[Your goal]: Scan the records for "small". Report each line that includes it.
· · ·
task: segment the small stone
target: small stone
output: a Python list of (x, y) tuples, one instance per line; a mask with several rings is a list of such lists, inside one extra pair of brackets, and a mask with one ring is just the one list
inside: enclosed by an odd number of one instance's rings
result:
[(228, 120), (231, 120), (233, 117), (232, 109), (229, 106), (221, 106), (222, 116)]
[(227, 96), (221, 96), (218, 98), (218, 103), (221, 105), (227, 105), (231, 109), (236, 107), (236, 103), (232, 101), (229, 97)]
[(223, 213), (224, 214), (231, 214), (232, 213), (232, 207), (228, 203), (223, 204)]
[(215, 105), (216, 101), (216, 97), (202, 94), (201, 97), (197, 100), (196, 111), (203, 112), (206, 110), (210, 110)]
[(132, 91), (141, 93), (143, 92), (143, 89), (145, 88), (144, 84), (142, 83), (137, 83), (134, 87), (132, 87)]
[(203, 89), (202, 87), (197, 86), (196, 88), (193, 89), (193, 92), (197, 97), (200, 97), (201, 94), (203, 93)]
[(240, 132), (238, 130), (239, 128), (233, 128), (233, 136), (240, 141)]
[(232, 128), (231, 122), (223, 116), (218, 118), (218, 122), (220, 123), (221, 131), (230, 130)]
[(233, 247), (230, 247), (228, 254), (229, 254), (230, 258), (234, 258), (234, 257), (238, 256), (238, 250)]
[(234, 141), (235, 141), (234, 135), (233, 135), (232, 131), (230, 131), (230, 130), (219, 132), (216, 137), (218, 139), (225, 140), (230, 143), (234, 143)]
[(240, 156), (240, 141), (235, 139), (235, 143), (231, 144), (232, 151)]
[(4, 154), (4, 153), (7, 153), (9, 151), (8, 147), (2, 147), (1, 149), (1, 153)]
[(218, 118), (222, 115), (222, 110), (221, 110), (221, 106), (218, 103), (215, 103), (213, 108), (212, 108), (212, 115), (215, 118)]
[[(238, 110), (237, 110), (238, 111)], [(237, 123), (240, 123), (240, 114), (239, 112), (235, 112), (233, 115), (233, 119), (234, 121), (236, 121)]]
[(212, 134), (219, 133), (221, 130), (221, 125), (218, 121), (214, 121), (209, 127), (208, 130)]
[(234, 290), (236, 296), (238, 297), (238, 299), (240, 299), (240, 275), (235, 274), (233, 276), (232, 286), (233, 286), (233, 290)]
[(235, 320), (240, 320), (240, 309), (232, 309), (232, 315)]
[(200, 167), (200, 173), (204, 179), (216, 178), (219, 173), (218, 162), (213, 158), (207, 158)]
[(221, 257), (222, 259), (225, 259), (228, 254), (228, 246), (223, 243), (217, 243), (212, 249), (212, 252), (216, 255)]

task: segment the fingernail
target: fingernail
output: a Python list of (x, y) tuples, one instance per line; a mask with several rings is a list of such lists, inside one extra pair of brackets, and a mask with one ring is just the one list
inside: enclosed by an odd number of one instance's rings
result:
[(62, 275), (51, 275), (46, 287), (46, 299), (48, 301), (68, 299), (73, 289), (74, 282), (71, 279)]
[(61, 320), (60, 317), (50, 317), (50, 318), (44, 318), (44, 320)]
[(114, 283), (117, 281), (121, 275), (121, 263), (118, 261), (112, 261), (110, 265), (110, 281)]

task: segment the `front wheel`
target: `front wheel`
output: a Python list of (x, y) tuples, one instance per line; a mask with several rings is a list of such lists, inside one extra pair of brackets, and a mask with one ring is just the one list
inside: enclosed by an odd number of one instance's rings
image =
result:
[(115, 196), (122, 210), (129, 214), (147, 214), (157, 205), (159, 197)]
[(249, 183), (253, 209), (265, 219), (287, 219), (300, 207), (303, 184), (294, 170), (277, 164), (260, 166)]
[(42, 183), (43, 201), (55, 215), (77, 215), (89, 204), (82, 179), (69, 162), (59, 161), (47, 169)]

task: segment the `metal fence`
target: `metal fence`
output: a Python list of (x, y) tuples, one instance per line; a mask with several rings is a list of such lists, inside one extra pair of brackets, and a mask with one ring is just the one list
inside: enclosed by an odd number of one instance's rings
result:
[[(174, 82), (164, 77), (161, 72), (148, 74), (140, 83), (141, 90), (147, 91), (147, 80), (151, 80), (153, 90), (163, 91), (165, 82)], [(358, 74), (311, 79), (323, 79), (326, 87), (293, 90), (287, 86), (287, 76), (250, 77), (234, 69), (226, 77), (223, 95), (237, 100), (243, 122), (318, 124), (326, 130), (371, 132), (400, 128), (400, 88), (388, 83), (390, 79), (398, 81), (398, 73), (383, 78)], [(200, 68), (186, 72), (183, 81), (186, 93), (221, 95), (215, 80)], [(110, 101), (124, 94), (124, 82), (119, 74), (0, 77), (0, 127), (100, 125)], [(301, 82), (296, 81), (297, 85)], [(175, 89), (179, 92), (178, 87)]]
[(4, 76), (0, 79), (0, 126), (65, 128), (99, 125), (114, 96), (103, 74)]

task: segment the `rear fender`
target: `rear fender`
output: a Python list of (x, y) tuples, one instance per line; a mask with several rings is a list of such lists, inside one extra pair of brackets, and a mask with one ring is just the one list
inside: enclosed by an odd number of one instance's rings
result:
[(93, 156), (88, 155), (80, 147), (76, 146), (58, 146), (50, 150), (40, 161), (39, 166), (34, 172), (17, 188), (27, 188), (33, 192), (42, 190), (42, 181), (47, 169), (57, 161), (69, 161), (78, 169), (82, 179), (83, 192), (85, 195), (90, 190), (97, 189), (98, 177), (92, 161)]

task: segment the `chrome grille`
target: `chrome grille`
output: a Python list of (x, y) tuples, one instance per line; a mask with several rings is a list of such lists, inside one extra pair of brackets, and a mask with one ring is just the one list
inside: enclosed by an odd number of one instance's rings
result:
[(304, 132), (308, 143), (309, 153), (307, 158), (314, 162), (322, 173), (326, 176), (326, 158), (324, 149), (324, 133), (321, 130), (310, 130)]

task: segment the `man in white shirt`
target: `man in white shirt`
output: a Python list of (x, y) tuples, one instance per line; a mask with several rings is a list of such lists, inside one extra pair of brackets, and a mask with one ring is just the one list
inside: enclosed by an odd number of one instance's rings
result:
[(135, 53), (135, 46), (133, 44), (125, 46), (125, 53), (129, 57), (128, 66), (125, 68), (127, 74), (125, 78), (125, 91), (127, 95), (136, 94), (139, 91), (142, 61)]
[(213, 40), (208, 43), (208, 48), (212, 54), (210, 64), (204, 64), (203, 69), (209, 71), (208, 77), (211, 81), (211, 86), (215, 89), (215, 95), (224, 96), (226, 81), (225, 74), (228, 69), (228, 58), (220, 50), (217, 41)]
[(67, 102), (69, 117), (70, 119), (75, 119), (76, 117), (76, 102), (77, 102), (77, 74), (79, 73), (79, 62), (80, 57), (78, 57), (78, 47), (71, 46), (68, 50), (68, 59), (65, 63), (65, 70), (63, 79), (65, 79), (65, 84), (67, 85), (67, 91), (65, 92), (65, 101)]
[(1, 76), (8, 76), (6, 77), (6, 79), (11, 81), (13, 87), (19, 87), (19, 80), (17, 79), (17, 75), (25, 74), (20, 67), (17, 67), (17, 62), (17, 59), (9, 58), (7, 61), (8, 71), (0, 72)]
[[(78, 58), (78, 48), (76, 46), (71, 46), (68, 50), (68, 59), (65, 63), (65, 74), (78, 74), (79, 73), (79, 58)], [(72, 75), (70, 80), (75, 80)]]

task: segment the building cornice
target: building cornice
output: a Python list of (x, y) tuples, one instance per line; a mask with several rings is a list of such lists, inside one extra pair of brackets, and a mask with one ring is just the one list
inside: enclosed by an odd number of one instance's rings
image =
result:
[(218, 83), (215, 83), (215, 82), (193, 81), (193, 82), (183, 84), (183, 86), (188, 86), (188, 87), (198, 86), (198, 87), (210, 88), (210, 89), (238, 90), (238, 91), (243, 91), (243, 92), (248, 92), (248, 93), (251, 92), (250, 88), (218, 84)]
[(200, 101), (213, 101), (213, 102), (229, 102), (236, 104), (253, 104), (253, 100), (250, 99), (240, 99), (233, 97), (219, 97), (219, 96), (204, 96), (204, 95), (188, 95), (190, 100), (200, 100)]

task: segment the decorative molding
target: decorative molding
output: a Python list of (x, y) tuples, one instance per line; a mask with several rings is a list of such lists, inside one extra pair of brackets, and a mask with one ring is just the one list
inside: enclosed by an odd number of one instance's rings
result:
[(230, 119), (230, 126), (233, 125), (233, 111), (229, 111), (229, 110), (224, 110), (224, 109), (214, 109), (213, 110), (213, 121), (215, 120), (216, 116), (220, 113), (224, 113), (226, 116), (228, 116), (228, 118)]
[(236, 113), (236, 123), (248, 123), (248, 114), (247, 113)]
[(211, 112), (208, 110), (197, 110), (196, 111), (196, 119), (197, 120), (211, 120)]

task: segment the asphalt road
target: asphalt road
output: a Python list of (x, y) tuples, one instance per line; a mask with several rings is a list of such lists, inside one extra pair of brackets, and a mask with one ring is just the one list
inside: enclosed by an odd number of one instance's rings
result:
· · ·
[Problem solution]:
task: segment the small stone
target: small stone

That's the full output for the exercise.